**** SOURCE ****

Because of this, it’s not uncommon for safety auditors to face passive resistance or reticence from employees who may be afraid of incriminating their organization or don't fully understand the basics of safety audits.
Moreover, the various traits auditors need to perform their job adequately are very diverse, and taken together are extremely uncommon:
- Writing skills
- Analytical skills
- Objective
- Work well with people
- Good listeners
- Good at prioritizing
- Thorough
It’s a paradoxical mix of traits. Different auditors will obviously have some skills that they are better at. However, there are three traits I have found universally that good auditors have.
1 - Seeks Out Evidence
This is a biggy. The more evidence an auditor has about an SMS – its documents, its personnel, its information flow – the better judgment he will be able to make about any piece and the overall health of the aviation SMS.

****

◆ CHALLENGES ◆
- 1) In the passage on safety auditors, why does it help an auditor to seek out evidence? Answer in one to three sentences.
- 2) How would you render this sentence from the passage on safety auditors in Spanish: "Different auditors will obviously have some skills that they are better at."
- 3) Answer these questions on the passage on safety auditors:
(a) What might employees be afraid of when facing a safety auditor?
(b) How many traits does the writer say good auditors universally have?
(c) What is the first of those traits?
The entries are separate material and not part of the passage on safety auditors.

**** EXTRACTED DATA ****

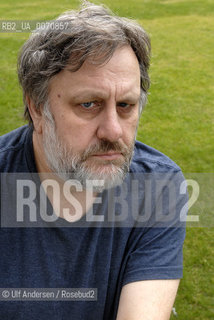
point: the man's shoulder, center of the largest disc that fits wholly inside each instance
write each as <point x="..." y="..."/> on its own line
<point x="12" y="149"/>
<point x="148" y="159"/>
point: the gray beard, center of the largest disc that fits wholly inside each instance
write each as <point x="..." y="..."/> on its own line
<point x="68" y="165"/>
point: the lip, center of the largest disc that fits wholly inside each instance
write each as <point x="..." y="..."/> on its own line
<point x="108" y="155"/>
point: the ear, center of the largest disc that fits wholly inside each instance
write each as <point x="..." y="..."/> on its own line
<point x="36" y="115"/>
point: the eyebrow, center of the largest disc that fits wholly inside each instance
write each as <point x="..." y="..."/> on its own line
<point x="91" y="95"/>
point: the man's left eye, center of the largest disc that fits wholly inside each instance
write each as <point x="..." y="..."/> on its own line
<point x="123" y="104"/>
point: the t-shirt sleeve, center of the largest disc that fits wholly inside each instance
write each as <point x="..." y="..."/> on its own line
<point x="155" y="251"/>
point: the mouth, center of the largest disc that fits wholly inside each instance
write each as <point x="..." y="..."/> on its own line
<point x="111" y="155"/>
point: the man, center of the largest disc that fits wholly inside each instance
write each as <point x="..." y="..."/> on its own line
<point x="84" y="87"/>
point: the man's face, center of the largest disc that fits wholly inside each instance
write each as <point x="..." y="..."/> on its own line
<point x="94" y="113"/>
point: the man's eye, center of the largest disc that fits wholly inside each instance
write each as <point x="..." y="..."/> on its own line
<point x="123" y="105"/>
<point x="87" y="105"/>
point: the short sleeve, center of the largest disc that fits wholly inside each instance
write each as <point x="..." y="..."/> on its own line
<point x="155" y="250"/>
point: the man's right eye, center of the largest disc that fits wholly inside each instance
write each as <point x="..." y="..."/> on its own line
<point x="88" y="105"/>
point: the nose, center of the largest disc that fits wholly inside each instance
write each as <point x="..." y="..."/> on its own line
<point x="109" y="127"/>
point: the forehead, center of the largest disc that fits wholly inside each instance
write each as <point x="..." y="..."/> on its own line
<point x="120" y="74"/>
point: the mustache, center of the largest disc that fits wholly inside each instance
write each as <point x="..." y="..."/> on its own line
<point x="104" y="146"/>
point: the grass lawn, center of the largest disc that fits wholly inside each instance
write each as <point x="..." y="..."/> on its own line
<point x="178" y="119"/>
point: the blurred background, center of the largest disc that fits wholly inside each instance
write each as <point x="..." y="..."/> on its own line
<point x="178" y="119"/>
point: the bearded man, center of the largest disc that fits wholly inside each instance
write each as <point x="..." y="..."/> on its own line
<point x="84" y="85"/>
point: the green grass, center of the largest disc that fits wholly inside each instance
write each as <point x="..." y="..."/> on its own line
<point x="178" y="119"/>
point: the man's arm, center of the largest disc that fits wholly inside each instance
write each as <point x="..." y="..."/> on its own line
<point x="147" y="300"/>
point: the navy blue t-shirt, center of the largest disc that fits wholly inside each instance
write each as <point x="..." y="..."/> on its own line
<point x="105" y="258"/>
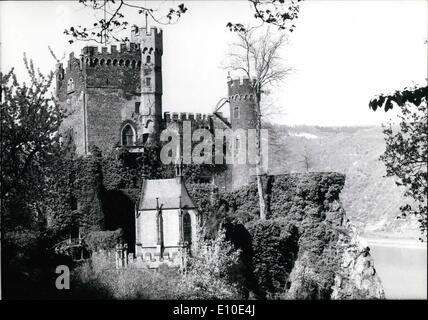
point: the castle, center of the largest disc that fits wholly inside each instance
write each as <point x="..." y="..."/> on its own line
<point x="113" y="98"/>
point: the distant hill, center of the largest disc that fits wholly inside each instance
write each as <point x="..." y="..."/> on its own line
<point x="371" y="200"/>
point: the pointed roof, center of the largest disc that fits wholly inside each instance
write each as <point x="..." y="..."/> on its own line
<point x="168" y="192"/>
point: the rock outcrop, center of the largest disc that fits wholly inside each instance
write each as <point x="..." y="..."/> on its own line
<point x="322" y="257"/>
<point x="357" y="278"/>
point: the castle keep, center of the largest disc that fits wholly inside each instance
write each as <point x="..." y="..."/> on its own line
<point x="113" y="98"/>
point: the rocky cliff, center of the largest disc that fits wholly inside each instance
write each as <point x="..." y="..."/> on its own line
<point x="307" y="248"/>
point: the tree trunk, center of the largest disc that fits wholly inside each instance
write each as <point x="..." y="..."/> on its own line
<point x="260" y="190"/>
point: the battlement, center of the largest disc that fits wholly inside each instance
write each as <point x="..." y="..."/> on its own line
<point x="185" y="116"/>
<point x="240" y="88"/>
<point x="113" y="49"/>
<point x="151" y="37"/>
<point x="151" y="31"/>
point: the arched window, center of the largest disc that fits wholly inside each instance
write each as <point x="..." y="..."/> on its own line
<point x="236" y="112"/>
<point x="128" y="135"/>
<point x="70" y="85"/>
<point x="187" y="228"/>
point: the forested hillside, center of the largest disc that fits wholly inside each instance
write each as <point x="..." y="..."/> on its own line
<point x="371" y="200"/>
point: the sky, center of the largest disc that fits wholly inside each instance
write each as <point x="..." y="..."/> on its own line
<point x="342" y="53"/>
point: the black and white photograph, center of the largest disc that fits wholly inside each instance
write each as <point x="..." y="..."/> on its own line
<point x="239" y="151"/>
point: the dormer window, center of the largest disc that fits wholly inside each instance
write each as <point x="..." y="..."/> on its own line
<point x="70" y="85"/>
<point x="128" y="135"/>
<point x="236" y="113"/>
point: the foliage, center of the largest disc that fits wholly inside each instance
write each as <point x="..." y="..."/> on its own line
<point x="257" y="57"/>
<point x="280" y="13"/>
<point x="29" y="264"/>
<point x="73" y="198"/>
<point x="275" y="248"/>
<point x="406" y="153"/>
<point x="114" y="20"/>
<point x="210" y="271"/>
<point x="103" y="240"/>
<point x="30" y="119"/>
<point x="205" y="278"/>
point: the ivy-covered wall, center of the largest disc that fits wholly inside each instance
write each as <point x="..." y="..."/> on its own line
<point x="305" y="221"/>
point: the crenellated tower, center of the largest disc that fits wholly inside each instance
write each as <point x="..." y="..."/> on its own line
<point x="242" y="116"/>
<point x="151" y="46"/>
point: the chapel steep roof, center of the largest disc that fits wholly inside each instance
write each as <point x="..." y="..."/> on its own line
<point x="165" y="193"/>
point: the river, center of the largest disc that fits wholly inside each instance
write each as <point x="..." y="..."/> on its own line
<point x="402" y="267"/>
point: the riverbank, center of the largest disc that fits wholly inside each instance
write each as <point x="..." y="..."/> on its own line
<point x="401" y="265"/>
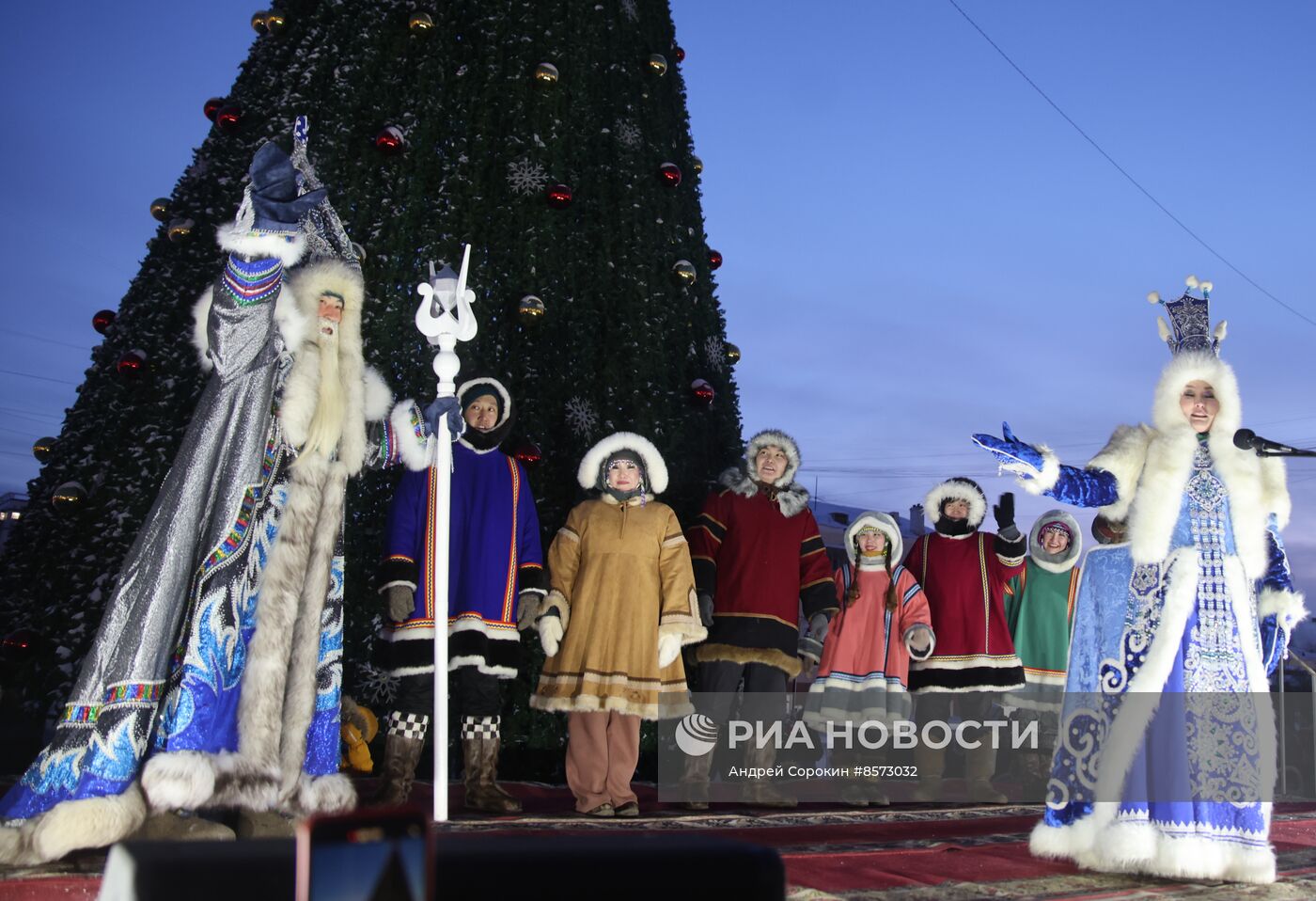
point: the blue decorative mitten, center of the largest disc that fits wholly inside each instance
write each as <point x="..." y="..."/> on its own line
<point x="449" y="408"/>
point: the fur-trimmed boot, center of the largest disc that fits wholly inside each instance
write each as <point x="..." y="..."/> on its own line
<point x="932" y="766"/>
<point x="403" y="745"/>
<point x="762" y="793"/>
<point x="695" y="780"/>
<point x="479" y="755"/>
<point x="979" y="767"/>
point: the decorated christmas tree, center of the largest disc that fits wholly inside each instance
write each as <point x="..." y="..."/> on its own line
<point x="553" y="137"/>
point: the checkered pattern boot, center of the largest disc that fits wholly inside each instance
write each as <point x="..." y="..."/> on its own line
<point x="403" y="745"/>
<point x="479" y="753"/>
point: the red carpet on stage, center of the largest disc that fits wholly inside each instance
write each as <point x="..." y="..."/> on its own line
<point x="904" y="852"/>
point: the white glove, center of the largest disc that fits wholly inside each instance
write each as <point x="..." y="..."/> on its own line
<point x="920" y="641"/>
<point x="668" y="648"/>
<point x="550" y="634"/>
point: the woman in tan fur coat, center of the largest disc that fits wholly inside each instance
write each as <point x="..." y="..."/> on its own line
<point x="622" y="605"/>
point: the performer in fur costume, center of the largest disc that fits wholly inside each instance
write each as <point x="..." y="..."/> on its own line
<point x="622" y="605"/>
<point x="759" y="558"/>
<point x="882" y="625"/>
<point x="964" y="572"/>
<point x="214" y="677"/>
<point x="495" y="582"/>
<point x="1167" y="749"/>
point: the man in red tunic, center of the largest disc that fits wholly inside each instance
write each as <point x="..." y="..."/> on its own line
<point x="964" y="573"/>
<point x="759" y="556"/>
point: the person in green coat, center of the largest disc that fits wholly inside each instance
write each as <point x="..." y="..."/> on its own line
<point x="1040" y="614"/>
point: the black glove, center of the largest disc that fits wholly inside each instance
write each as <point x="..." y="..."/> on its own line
<point x="1004" y="512"/>
<point x="274" y="191"/>
<point x="706" y="610"/>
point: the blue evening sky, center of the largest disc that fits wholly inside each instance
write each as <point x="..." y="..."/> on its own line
<point x="916" y="245"/>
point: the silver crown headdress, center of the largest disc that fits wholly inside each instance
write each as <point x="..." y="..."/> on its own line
<point x="1190" y="321"/>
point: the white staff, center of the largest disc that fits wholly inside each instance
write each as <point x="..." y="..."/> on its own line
<point x="444" y="318"/>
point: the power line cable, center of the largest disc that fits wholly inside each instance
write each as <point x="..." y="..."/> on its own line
<point x="1124" y="173"/>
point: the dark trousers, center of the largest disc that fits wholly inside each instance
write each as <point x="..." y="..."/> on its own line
<point x="470" y="692"/>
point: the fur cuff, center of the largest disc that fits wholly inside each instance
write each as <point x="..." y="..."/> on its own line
<point x="1039" y="482"/>
<point x="688" y="630"/>
<point x="1286" y="606"/>
<point x="556" y="601"/>
<point x="289" y="249"/>
<point x="378" y="395"/>
<point x="410" y="433"/>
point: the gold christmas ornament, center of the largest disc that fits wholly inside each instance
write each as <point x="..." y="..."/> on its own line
<point x="530" y="308"/>
<point x="546" y="74"/>
<point x="683" y="272"/>
<point x="180" y="229"/>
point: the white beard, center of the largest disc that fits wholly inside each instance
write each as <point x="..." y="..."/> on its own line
<point x="325" y="427"/>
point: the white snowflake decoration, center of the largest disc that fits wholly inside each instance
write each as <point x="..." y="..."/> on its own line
<point x="628" y="132"/>
<point x="525" y="177"/>
<point x="377" y="686"/>
<point x="581" y="415"/>
<point x="714" y="352"/>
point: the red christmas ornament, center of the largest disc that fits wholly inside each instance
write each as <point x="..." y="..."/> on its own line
<point x="528" y="452"/>
<point x="390" y="141"/>
<point x="102" y="321"/>
<point x="229" y="118"/>
<point x="559" y="197"/>
<point x="670" y="174"/>
<point x="132" y="364"/>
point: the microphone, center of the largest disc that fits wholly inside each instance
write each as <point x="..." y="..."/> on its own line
<point x="1246" y="439"/>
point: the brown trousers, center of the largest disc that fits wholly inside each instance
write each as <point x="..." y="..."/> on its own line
<point x="603" y="751"/>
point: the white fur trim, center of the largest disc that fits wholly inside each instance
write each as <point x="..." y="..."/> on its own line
<point x="779" y="439"/>
<point x="885" y="525"/>
<point x="415" y="453"/>
<point x="1122" y="456"/>
<point x="655" y="469"/>
<point x="260" y="246"/>
<point x="1287" y="606"/>
<point x="1072" y="553"/>
<point x="956" y="489"/>
<point x="379" y="398"/>
<point x="1039" y="481"/>
<point x="181" y="780"/>
<point x="71" y="826"/>
<point x="499" y="387"/>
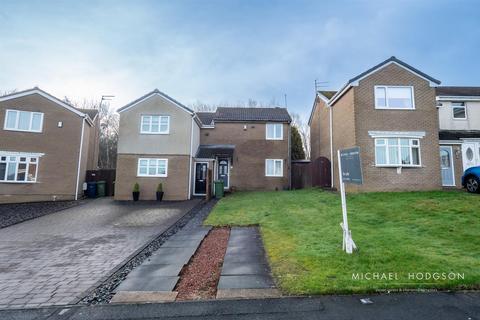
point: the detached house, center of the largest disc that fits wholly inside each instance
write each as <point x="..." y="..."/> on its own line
<point x="46" y="146"/>
<point x="163" y="141"/>
<point x="390" y="112"/>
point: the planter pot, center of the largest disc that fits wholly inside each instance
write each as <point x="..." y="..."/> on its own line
<point x="135" y="195"/>
<point x="159" y="196"/>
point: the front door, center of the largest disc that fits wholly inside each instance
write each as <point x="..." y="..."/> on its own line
<point x="223" y="171"/>
<point x="470" y="154"/>
<point x="446" y="164"/>
<point x="200" y="178"/>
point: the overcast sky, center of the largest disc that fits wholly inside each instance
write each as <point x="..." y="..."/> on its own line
<point x="228" y="51"/>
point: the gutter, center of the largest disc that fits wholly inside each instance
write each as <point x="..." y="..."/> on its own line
<point x="79" y="158"/>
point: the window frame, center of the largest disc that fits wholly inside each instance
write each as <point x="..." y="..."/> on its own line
<point x="17" y="162"/>
<point x="411" y="146"/>
<point x="386" y="107"/>
<point x="17" y="119"/>
<point x="147" y="175"/>
<point x="274" y="161"/>
<point x="160" y="116"/>
<point x="464" y="106"/>
<point x="274" y="131"/>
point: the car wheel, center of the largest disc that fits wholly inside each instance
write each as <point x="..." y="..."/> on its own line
<point x="473" y="185"/>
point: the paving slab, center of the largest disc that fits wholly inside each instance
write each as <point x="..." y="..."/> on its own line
<point x="144" y="296"/>
<point x="245" y="268"/>
<point x="246" y="282"/>
<point x="147" y="284"/>
<point x="157" y="270"/>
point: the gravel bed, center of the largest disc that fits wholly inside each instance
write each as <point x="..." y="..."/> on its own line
<point x="199" y="278"/>
<point x="103" y="293"/>
<point x="13" y="213"/>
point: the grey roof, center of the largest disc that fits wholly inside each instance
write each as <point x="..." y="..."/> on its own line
<point x="206" y="117"/>
<point x="224" y="114"/>
<point x="92" y="113"/>
<point x="156" y="91"/>
<point x="458" y="134"/>
<point x="400" y="62"/>
<point x="327" y="94"/>
<point x="210" y="151"/>
<point x="458" y="91"/>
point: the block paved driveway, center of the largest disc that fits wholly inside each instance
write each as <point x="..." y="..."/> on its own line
<point x="53" y="259"/>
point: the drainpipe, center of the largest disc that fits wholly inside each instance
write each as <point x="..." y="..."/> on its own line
<point x="80" y="158"/>
<point x="332" y="162"/>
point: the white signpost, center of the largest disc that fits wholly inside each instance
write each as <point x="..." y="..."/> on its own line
<point x="349" y="171"/>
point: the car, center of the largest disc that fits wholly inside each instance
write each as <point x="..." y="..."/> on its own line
<point x="471" y="179"/>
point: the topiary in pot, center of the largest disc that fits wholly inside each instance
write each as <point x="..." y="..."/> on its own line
<point x="136" y="191"/>
<point x="159" y="192"/>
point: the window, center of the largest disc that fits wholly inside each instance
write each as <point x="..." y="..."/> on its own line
<point x="459" y="110"/>
<point x="394" y="97"/>
<point x="397" y="152"/>
<point x="274" y="131"/>
<point x="148" y="167"/>
<point x="274" y="168"/>
<point x="155" y="124"/>
<point x="23" y="121"/>
<point x="18" y="168"/>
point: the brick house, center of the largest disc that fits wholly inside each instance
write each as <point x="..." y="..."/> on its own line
<point x="46" y="146"/>
<point x="390" y="112"/>
<point x="163" y="141"/>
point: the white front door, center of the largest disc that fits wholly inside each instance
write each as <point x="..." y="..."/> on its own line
<point x="470" y="154"/>
<point x="446" y="164"/>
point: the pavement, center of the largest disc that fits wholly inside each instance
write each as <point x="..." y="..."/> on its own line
<point x="54" y="259"/>
<point x="425" y="306"/>
<point x="245" y="271"/>
<point x="155" y="279"/>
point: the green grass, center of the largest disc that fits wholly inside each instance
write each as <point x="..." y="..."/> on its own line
<point x="401" y="233"/>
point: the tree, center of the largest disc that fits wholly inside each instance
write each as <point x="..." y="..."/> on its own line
<point x="304" y="131"/>
<point x="297" y="151"/>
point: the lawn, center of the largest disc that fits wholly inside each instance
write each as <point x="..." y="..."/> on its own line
<point x="425" y="233"/>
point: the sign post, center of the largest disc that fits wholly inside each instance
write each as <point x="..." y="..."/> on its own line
<point x="349" y="171"/>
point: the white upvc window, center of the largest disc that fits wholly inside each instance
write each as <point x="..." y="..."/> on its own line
<point x="394" y="97"/>
<point x="397" y="152"/>
<point x="26" y="121"/>
<point x="274" y="131"/>
<point x="149" y="167"/>
<point x="18" y="168"/>
<point x="459" y="110"/>
<point x="274" y="167"/>
<point x="155" y="124"/>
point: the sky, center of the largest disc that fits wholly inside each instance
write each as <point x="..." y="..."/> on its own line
<point x="226" y="52"/>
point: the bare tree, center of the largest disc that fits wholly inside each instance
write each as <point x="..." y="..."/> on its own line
<point x="108" y="137"/>
<point x="302" y="126"/>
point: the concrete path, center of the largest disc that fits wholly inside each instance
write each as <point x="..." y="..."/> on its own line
<point x="430" y="306"/>
<point x="155" y="279"/>
<point x="245" y="271"/>
<point x="54" y="259"/>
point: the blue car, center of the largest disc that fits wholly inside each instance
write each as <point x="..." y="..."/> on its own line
<point x="471" y="179"/>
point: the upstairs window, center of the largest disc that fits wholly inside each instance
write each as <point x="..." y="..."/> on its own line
<point x="459" y="110"/>
<point x="397" y="152"/>
<point x="154" y="124"/>
<point x="394" y="97"/>
<point x="18" y="168"/>
<point x="274" y="131"/>
<point x="23" y="121"/>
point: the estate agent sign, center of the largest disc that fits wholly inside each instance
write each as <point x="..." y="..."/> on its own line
<point x="350" y="171"/>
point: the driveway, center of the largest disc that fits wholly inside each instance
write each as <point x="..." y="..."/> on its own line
<point x="53" y="259"/>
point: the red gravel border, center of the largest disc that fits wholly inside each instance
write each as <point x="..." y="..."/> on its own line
<point x="199" y="278"/>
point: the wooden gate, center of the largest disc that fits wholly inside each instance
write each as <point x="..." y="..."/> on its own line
<point x="314" y="173"/>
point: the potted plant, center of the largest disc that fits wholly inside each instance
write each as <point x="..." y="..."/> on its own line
<point x="136" y="191"/>
<point x="159" y="192"/>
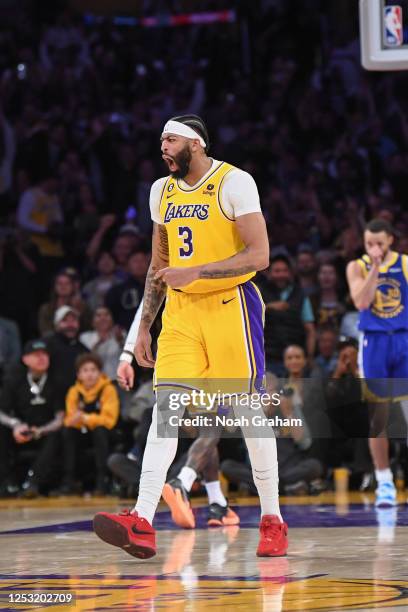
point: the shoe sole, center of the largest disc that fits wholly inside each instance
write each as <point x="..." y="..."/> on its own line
<point x="181" y="512"/>
<point x="386" y="504"/>
<point x="116" y="534"/>
<point x="283" y="554"/>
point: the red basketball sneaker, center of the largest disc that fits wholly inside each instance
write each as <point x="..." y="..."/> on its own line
<point x="273" y="541"/>
<point x="128" y="531"/>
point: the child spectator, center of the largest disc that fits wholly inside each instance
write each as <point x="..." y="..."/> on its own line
<point x="92" y="410"/>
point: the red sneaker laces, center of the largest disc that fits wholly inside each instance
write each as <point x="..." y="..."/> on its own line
<point x="270" y="530"/>
<point x="125" y="512"/>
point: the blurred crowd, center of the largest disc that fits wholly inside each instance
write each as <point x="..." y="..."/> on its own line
<point x="82" y="107"/>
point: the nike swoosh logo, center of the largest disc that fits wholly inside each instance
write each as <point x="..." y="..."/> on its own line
<point x="137" y="531"/>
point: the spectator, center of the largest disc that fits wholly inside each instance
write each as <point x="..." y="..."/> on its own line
<point x="123" y="299"/>
<point x="288" y="318"/>
<point x="31" y="406"/>
<point x="105" y="340"/>
<point x="39" y="212"/>
<point x="328" y="307"/>
<point x="92" y="408"/>
<point x="95" y="290"/>
<point x="21" y="285"/>
<point x="63" y="294"/>
<point x="64" y="346"/>
<point x="299" y="473"/>
<point x="326" y="357"/>
<point x="348" y="412"/>
<point x="308" y="394"/>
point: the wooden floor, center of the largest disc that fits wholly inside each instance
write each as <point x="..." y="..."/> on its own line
<point x="343" y="555"/>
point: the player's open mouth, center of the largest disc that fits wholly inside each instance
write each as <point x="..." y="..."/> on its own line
<point x="169" y="161"/>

****

◆ SET OF ANSWERS ◆
- 1) The more evidence an auditor has about an SMS, including its documents, its personnel and its information flow, the better the judgment the auditor can make. That applies both to any single piece of the SMS and to the overall health of the aviation SMS.

- 2) Obviamente, los distintos auditores tendrán algunas habilidades en las que son mejores.

- 3)
(a) Incriminating their organization.
(b) Three.
(c) Seeks out evidence.